::: PAGE TEXT :::

With steep elevation gradients and an abundance of water, Nepal is one of the leading countries in hydropower capacity. This potential is largely unutilised; representing a significant untapped renewable energy resource that could help Nepal achieve its emissions target and improve its energy security. However, future climate projections suggest changes in discharge seasonality, which will impact the hydropower potential. Hence, we provide an estimate of current and future theoretical hydropower potential in the four large basins in Nepal, namely Mahakali, Karnali, Gandaki, and Koshi. We use current and future discharge simulated in the Spatial Processes in Hydrology (SPHY) model from a previous study to force the theoretical potential module in the Hydropower Potential Exploration (HyPE) model. The HyPE model set up for Nepal is run for 48 combinations of future climate scenarios, combining temperature change in the range of 3°C to 8°C and precipitation change in the range of -30% to 40%. Average monthly discharge components (baseflow, rainfall runoff, snowmelt, and glacier melt) are analysed separately for the reference period (1979-2018), mid-century (2036-2065), and end of century (2071-2100). For each time horizon, we evaluate the relative contribution of the discharge components to the theoretical hydropower potential and quantify the impact of future changes in discharge seasonality.

::: PROVIDED MATERIAL :::

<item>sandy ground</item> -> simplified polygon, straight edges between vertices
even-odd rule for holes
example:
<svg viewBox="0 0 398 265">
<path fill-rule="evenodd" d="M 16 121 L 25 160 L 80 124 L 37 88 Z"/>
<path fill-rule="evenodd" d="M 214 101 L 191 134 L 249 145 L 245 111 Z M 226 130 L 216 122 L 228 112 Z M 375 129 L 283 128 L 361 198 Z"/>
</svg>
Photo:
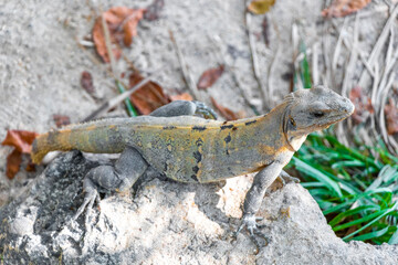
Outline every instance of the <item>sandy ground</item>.
<svg viewBox="0 0 398 265">
<path fill-rule="evenodd" d="M 117 95 L 108 65 L 102 64 L 94 49 L 82 49 L 77 43 L 91 33 L 96 13 L 111 7 L 125 6 L 145 8 L 150 0 L 139 1 L 21 1 L 0 0 L 0 139 L 8 129 L 34 130 L 54 128 L 54 114 L 67 115 L 72 123 L 87 116 L 105 99 Z M 294 45 L 292 24 L 300 24 L 308 54 L 321 51 L 325 56 L 316 57 L 312 64 L 318 66 L 315 78 L 341 91 L 345 64 L 349 51 L 342 47 L 335 55 L 335 46 L 344 25 L 349 36 L 354 30 L 354 17 L 324 22 L 321 10 L 327 3 L 311 0 L 277 0 L 266 14 L 270 23 L 270 45 L 261 35 L 263 15 L 250 15 L 248 26 L 259 57 L 261 82 L 264 84 L 266 103 L 254 78 L 251 51 L 244 25 L 244 3 L 241 0 L 166 0 L 157 21 L 142 21 L 138 36 L 123 52 L 129 62 L 144 74 L 156 71 L 156 80 L 166 92 L 187 92 L 182 81 L 180 63 L 168 31 L 171 30 L 197 82 L 201 73 L 220 63 L 229 70 L 200 97 L 210 104 L 210 96 L 221 105 L 247 116 L 253 113 L 244 104 L 233 82 L 259 109 L 274 106 L 290 92 L 286 78 L 292 74 Z M 375 6 L 381 11 L 374 11 Z M 373 3 L 360 19 L 360 49 L 370 52 L 381 31 L 386 17 L 385 3 Z M 335 55 L 335 56 L 334 56 Z M 311 62 L 311 60 L 310 60 Z M 335 63 L 333 76 L 325 71 Z M 117 70 L 127 72 L 127 63 L 121 60 Z M 358 67 L 363 67 L 362 65 Z M 94 100 L 80 84 L 81 73 L 88 71 L 100 100 Z M 353 83 L 354 83 L 353 77 Z M 117 114 L 122 109 L 116 110 Z M 18 187 L 27 183 L 22 170 L 13 181 L 6 176 L 6 157 L 9 147 L 0 147 L 0 204 L 18 194 Z M 31 174 L 31 177 L 34 174 Z M 11 189 L 17 187 L 17 189 Z"/>
</svg>

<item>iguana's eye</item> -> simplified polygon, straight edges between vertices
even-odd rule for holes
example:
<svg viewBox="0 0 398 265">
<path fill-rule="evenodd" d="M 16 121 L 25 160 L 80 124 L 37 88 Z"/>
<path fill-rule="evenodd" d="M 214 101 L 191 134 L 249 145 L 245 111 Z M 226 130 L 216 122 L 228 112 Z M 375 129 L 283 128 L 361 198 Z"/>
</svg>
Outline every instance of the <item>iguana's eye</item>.
<svg viewBox="0 0 398 265">
<path fill-rule="evenodd" d="M 313 112 L 312 115 L 315 117 L 315 118 L 321 118 L 325 115 L 324 112 L 321 112 L 321 110 L 317 110 L 317 112 Z"/>
<path fill-rule="evenodd" d="M 293 118 L 290 118 L 289 121 L 291 123 L 291 125 L 295 126 L 295 121 Z"/>
</svg>

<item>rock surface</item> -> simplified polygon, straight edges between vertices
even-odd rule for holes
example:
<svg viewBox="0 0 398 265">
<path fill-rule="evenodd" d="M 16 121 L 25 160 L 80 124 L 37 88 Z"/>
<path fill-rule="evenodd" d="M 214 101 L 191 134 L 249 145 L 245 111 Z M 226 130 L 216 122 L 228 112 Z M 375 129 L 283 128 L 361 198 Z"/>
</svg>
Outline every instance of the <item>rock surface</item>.
<svg viewBox="0 0 398 265">
<path fill-rule="evenodd" d="M 231 232 L 251 177 L 223 187 L 186 184 L 149 170 L 134 195 L 106 194 L 71 222 L 83 201 L 82 179 L 96 165 L 78 151 L 62 155 L 0 211 L 4 264 L 398 264 L 398 246 L 336 237 L 295 183 L 264 199 L 259 214 L 270 242 L 255 254 L 245 232 L 237 240 Z"/>
</svg>

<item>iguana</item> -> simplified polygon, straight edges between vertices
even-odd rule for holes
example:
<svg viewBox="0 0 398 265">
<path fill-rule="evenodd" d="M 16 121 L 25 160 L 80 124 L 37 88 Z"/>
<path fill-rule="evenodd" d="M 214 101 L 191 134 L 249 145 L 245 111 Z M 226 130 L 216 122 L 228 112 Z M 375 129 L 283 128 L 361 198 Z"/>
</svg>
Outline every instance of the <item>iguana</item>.
<svg viewBox="0 0 398 265">
<path fill-rule="evenodd" d="M 135 118 L 77 124 L 40 135 L 32 160 L 39 163 L 53 150 L 77 149 L 118 153 L 114 166 L 98 166 L 86 174 L 84 203 L 76 219 L 97 198 L 97 189 L 129 189 L 149 166 L 181 182 L 214 182 L 258 172 L 243 203 L 242 227 L 251 239 L 261 234 L 255 213 L 266 188 L 298 150 L 310 132 L 327 128 L 354 112 L 349 99 L 316 86 L 289 94 L 269 114 L 234 121 L 218 121 L 199 102 L 172 102 Z M 203 115 L 202 115 L 203 116 Z"/>
</svg>

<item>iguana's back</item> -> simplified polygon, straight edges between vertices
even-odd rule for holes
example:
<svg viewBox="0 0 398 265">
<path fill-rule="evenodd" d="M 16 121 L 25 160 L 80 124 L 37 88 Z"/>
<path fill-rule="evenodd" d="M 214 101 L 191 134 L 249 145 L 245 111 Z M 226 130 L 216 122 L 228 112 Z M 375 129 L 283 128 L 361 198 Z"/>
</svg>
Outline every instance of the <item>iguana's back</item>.
<svg viewBox="0 0 398 265">
<path fill-rule="evenodd" d="M 191 116 L 114 118 L 41 135 L 33 145 L 38 162 L 52 150 L 122 152 L 136 148 L 168 178 L 211 182 L 266 166 L 283 146 L 275 115 L 222 123 Z"/>
</svg>

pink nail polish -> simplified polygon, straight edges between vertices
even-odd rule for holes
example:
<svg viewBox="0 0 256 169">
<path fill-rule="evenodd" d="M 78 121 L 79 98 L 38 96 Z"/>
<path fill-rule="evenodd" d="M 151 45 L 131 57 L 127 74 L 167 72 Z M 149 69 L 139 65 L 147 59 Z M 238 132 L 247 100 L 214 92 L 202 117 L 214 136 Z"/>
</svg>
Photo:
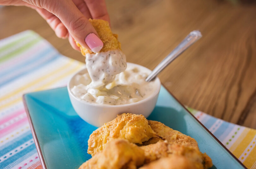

:::

**TO-DO LIST**
#1 In the Nepal hydropower text, how many combinations of future climate scenarios is the HyPE model run for?
#2 Continue the Nepal hydropower text from where it stops.

**OUTPUTS IN ORDER**
#1 The HyPE model is run for 48 combinations of future climate scenarios.

#2
The Indian summer monsoon dominates the discharge patterns in Nepal. The historical water balance shows an overlap in the peak contributions from rainfall and glacier melt to discharge with both occurring in July and August. A shift in the peaks from these components is not apparent for the climate scenarios considered. However, the peak from snow melt contribution shifts one to two months earlier for most climate scenarios in all basins. Such shift in the seasonal discharge composition could prove promising for stabilizing year-round hydropower generation. At 5 km resolution, we estimate the total theoretical hydropower potential for the four Nepalese basins to be 1170 TWh/yr during the reference period. While challenges remain in accurately simulating discharge in mountainous and data-scarce basins in Nepal contexts using SPHY, the majority of the projections suggest a promising increase in the monthly average discharge and the subsequent monthly theoretical hydropower potential. We observe an increase in total Nepalese hydropower potential up to 22% for the mid-century and 36% by the end of the century. Variations across the basins occur and a decrease in hydropower potential is also observed for the dry future climate scenarios. However, it is important to note that theoretical potential may not be a realistic indicator for hydropower development. Only a small part of the theoretical potential may be technically and financially feasible and an even smaller part may be sustainable. Nonetheless, our research provides a first step to the identification of hydropower project sites considered within the context of a changing climate.

How to cite: van der Veen, V., Dhaubanjar, S., Khanal, S., and Immerzeel, W.: The Nepalese theoretical hydropower potential in a changing climate, EGU General Assembly 2024, Vienna, Austria, 14–19 Apr 2024, EGU24-18490, https://doi.org/10.5194/egusphere-egu24-18490, 2024.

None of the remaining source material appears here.